Supplied text START

Copper Surfaces in Fitness Centers
Using copper-alloy materials in fitness centers significantly reduced concentrations of bacteria on all equipment types, according to a new study published in the American Journal of Infection Control. The study shows that high-touch surfaces in gyms made with copper will maintain reduced bacterial loads, as found in similar studies performed in hospitals. These results could reduce the number of community-acquired infections (CAIs). Led by Shannon Hinsa-Leasure, associate professor of biology, the study found significantly fewer bacteria on equipment with copper alloy grips such as dumbbells, barbells, kettlebells, specialty dumbbells, grip attachments, lat pulldown attachments, and low row attachments.
Athletic centers have been locations for the transmission of community acquired infections. This study assessed the capacity of copper alloys to reduce the bacterial burden associated with high-touch athletic center equipment. Copper alloy weights and grips were rotated with rubber coated and stainless steel controls in an undergraduate college athletic center over a 16-month period. The study found that copper alloys can mitigate the bacterial burden on high-touch surfaces. Strategically placing copper alloys in areas of high human contact can augment infection control efforts and potentially decrease community-acquired infections in athletic centers.

Supplied text END

● Work task
Answer these questions about the text on copper surfaces in fitness centers:
1. In which journal was the study published?
2. What materials served as controls for the copper alloy weights and grips?
3. Over how long a period were the copper alloy items rotated with the controls?
The material that comes next is taken from a different source.

Given records START

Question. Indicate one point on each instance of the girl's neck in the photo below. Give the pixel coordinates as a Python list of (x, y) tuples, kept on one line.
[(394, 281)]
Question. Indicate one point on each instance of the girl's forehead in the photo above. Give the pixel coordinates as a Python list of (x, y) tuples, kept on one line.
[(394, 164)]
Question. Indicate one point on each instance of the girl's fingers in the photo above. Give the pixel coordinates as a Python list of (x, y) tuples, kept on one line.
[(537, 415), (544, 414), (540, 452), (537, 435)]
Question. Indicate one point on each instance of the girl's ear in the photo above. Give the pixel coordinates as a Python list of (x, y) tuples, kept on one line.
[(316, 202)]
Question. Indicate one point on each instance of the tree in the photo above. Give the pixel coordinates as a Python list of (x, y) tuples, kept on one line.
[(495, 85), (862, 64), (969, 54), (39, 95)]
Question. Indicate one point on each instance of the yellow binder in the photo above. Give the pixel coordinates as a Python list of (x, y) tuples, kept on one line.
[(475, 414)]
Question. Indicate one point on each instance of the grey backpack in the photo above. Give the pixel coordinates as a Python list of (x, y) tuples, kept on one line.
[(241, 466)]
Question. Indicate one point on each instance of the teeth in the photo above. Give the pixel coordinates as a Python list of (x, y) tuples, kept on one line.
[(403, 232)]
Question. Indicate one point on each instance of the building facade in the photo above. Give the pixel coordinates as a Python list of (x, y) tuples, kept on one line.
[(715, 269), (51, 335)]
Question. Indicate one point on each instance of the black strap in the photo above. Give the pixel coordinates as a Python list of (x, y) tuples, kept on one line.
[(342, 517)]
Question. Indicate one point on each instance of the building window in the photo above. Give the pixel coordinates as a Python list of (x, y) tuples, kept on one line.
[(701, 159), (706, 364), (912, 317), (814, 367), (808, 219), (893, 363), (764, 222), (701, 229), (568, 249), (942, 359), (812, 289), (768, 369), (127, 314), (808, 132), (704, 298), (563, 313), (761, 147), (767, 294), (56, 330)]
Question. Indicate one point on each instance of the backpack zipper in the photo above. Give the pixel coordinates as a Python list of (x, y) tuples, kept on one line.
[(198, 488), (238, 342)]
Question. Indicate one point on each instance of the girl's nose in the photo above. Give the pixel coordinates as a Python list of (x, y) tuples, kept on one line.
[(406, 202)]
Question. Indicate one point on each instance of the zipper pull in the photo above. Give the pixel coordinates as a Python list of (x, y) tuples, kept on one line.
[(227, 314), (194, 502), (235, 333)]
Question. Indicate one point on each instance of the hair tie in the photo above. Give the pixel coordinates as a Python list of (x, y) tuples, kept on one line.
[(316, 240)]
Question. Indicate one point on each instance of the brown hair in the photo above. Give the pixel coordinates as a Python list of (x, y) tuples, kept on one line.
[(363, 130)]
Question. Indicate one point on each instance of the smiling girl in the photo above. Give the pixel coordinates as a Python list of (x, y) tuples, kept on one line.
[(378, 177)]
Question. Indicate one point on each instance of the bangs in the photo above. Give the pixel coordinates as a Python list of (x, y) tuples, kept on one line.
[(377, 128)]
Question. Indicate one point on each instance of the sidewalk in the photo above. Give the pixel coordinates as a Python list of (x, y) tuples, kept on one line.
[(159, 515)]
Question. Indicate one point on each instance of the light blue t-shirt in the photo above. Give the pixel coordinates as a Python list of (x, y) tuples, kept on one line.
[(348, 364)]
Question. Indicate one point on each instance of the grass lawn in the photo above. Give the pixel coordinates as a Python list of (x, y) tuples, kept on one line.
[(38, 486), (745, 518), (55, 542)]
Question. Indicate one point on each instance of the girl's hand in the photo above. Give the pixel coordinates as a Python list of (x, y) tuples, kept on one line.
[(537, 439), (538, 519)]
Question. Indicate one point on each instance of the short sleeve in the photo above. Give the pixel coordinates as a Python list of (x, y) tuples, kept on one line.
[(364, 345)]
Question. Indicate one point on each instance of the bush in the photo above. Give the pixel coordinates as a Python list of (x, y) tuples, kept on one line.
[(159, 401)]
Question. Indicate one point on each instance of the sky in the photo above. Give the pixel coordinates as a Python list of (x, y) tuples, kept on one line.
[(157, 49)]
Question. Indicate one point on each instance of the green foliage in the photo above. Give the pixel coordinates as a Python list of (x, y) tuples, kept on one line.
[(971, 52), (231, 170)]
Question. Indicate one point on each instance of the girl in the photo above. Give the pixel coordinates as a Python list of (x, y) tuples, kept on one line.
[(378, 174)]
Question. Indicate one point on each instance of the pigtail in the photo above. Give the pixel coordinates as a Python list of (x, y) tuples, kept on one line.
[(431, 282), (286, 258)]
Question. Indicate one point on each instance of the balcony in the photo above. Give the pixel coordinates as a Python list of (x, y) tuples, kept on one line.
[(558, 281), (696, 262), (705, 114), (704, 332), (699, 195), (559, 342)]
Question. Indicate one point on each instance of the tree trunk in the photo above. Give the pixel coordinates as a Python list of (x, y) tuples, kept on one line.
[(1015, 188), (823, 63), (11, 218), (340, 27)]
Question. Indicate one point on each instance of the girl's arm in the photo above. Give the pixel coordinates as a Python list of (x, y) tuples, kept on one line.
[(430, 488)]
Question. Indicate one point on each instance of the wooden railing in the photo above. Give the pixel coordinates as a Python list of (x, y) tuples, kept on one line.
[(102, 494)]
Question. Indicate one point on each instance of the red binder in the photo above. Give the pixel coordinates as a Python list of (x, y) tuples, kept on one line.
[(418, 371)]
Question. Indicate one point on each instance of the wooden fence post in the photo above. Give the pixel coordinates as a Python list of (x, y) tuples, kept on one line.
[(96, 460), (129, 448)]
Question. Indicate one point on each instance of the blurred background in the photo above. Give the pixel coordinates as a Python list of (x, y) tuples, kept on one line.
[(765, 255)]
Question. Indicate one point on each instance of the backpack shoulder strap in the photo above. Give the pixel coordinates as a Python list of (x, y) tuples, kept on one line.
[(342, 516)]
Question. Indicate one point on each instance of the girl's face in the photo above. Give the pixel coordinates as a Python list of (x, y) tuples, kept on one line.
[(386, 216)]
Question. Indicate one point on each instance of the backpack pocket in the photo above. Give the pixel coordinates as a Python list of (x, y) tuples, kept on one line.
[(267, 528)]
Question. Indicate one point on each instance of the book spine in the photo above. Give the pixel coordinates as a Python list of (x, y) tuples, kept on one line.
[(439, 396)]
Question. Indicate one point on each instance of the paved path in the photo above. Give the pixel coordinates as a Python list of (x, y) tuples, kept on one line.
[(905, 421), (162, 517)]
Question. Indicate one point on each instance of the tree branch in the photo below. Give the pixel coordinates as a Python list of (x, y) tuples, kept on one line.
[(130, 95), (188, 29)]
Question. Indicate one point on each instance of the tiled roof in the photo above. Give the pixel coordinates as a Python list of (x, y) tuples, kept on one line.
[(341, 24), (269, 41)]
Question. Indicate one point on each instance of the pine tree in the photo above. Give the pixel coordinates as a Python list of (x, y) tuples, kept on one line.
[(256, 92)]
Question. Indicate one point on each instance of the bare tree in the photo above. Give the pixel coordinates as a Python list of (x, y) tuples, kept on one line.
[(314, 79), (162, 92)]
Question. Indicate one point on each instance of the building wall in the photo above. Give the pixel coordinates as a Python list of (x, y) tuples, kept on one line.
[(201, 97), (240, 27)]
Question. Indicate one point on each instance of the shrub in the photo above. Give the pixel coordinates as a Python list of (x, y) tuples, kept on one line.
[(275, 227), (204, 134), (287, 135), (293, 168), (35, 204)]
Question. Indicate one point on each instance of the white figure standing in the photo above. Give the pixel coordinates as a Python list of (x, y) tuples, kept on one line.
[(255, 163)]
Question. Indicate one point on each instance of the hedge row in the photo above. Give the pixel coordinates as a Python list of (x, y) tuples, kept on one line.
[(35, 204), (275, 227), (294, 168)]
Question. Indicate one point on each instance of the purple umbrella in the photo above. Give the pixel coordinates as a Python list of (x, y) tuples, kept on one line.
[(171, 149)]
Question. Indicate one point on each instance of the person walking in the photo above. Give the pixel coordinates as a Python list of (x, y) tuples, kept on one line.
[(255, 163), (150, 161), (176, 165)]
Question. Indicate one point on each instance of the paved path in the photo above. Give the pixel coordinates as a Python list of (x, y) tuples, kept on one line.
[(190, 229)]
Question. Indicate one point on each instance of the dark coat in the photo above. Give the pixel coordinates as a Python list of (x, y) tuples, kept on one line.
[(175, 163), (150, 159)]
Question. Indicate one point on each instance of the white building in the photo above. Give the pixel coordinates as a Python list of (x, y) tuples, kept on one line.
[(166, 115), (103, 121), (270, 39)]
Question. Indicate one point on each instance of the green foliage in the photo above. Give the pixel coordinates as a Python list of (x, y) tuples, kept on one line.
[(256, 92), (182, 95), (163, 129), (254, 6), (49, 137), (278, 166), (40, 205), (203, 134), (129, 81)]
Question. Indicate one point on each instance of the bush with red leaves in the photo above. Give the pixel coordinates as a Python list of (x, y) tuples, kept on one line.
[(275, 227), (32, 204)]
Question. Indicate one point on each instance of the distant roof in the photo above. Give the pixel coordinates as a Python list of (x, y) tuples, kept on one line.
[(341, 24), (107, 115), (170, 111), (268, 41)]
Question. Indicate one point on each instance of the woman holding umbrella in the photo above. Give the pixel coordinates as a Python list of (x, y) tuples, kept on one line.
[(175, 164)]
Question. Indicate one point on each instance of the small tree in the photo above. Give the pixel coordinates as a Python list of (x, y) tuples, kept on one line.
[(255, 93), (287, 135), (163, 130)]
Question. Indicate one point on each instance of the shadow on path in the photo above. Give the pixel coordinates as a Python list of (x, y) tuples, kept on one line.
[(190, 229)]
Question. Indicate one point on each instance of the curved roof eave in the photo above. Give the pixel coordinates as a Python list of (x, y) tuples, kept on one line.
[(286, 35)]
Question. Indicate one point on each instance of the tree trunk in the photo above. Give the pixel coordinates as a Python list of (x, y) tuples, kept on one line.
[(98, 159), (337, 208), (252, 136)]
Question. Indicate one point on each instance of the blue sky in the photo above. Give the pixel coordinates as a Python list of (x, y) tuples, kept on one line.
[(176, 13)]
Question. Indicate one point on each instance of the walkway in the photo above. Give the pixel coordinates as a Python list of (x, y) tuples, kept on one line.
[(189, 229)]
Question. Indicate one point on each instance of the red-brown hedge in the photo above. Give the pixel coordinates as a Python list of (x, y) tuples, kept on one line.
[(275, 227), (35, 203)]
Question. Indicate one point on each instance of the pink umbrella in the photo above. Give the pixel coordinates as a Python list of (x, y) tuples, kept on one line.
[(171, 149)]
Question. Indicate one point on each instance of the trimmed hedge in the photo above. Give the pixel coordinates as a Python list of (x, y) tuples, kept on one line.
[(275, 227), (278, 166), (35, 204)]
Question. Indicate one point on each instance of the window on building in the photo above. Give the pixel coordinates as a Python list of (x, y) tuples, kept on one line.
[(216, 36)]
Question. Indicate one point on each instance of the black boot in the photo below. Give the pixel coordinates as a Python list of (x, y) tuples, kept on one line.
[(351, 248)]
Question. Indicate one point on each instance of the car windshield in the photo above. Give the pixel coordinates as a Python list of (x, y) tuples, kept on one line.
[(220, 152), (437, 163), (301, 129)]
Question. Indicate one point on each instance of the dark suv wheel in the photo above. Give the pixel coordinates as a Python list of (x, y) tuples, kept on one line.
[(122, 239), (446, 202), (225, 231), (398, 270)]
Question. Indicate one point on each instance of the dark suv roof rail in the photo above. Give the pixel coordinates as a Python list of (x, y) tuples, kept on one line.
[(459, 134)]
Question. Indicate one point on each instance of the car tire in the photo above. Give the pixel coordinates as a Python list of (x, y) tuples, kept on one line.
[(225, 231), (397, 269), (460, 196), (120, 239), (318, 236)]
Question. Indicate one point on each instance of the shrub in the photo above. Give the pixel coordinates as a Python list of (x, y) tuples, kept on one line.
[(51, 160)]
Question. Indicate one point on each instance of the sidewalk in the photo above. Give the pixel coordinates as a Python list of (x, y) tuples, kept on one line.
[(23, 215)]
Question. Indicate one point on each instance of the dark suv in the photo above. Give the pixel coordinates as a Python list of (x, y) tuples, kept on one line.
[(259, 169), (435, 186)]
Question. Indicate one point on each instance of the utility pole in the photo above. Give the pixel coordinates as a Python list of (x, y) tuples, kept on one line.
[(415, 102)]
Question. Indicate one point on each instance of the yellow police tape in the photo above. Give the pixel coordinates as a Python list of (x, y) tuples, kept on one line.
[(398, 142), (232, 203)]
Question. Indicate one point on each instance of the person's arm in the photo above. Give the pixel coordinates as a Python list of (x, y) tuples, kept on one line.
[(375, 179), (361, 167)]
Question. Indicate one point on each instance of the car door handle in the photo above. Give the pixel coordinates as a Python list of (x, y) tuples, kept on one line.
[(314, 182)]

Given records END

● Result of the exercise
1. The American Journal of Infection Control.
2. Rubber coated and stainless steel materials.
3. A 16-month period.